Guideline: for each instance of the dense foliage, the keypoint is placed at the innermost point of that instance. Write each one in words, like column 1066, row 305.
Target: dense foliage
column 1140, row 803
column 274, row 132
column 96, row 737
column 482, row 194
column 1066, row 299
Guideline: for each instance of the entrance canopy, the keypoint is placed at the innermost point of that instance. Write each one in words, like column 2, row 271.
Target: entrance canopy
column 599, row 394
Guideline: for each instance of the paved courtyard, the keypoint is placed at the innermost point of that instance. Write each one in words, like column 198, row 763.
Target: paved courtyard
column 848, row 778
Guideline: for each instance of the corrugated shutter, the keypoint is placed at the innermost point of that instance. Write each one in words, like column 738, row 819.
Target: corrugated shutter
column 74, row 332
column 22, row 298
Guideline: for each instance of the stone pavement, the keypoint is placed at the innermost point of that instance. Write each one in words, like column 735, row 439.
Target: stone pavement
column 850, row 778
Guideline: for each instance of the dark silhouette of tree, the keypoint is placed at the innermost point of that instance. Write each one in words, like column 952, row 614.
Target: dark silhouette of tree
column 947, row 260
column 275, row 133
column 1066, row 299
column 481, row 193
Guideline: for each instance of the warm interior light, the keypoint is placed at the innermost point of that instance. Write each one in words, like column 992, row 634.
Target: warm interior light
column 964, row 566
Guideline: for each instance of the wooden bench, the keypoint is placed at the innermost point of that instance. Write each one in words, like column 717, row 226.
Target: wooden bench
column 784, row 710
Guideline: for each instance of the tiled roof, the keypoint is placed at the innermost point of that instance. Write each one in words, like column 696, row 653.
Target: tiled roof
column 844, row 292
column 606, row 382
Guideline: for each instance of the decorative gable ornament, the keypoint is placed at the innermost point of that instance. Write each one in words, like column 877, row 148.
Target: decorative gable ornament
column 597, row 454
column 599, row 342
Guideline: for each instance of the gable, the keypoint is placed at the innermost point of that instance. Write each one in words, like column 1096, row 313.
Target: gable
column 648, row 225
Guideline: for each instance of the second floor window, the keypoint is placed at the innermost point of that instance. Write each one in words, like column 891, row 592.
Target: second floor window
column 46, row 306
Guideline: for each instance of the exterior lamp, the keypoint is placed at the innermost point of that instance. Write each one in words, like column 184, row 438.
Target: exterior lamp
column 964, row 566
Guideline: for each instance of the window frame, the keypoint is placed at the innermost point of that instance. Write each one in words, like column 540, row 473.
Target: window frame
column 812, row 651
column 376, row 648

□ □ □ □ □

> Written request: Rewrite all of the items above, replacing each occurrence of "innermost point" with "central point" and keeping every other part the same.

> Exercise answer:
Guideline: for each instance of the dense foliage, the keypoint is placed at the central point of that instance. Write each one in words, like column 1066, row 305.
Target: dense foliage
column 1140, row 803
column 274, row 132
column 96, row 737
column 482, row 194
column 1066, row 299
Guideline: for each instance of the entrance canopy, the keypoint is placed at the central point of that instance. Write each one in words, like column 2, row 271.
Target: entrance canopy
column 599, row 394
Guideline: for each instance of the paved courtyard, the keypoint is placed at the central point of that instance. Write each one in words, like column 198, row 763.
Target: paved courtyard
column 848, row 778
Guideline: for each instance of the corrugated shutter, the keypoint is placed at the central point of that instance. Write each one in words, like column 738, row 819.
Target: corrugated shutter
column 74, row 332
column 22, row 298
Guideline: for each instance of the stone pavement, the keypoint is placed at the central point of that instance. Write each one in words, like column 735, row 439.
Target: stone pavement
column 850, row 778
Guideline: for each instance of the dark silhouette of tree, the keypoint is placed at the central point of that instance. Write each one in words, like column 952, row 614.
Target: dark silhouette of tree
column 947, row 260
column 275, row 133
column 1066, row 299
column 481, row 193
Guideline: for each instance of the warm interior light, the keypoint is placed at the central point of that instance. Write each one in words, like column 992, row 634.
Target: warm interior light
column 964, row 566
Guideline: for each instance of the wooden bench, the keypoint is placed at the central point of that instance. Write each one in words, like column 717, row 226.
Target: wooden bench
column 784, row 710
Guideline: for each instance of the tiled roof, the keypoint is placed at the central point of that instance. Write each one in words, like column 696, row 653.
Target: tiled roof
column 844, row 292
column 606, row 382
Guideline: for each instance of the decorative gable ornament, the keypoint is placed at the central point of that instance. Write each one in words, like column 877, row 148.
Target: decorative gable ornament
column 597, row 454
column 599, row 342
Guideline: for each instance of the gable, the keypoint is placed at the central point of that instance. Write each one in words, like column 1096, row 313.
Target: gable
column 648, row 225
Guideline: for each instance of the second floor window, the keypoint is placed at the central point of that instance. Write each one in words, like column 891, row 592.
Target: second floor window
column 46, row 306
Guideline: for each instance of the exterior lamp, the keypoint is placed at the central point of that instance. Write each one in words, like column 184, row 438.
Target: exterior lamp
column 964, row 566
Guideline: for each instance of the window frame, the keypoint is placed at the central point of that instance. Write each one in words, like column 540, row 473.
Target: window frame
column 812, row 651
column 376, row 648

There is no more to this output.